--- Records provided ---

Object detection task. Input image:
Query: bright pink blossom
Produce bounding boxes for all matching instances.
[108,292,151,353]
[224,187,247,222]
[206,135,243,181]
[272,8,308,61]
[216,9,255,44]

---

Present every line of the listing above as a Markdown table with two columns, Row and Line. Number the rows and leave out any blank lines.

| Row | Line |
|---|---|
| 1 | Object detection task. Input image: |
| 2 | Query: bright pink blossom |
| 3 | Produce bounding boxes for all matching instances. |
| 4 | [108,292,151,353] |
| 5 | [224,187,247,222] |
| 6 | [206,135,243,181] |
| 7 | [272,8,308,61] |
| 8 | [216,9,255,44] |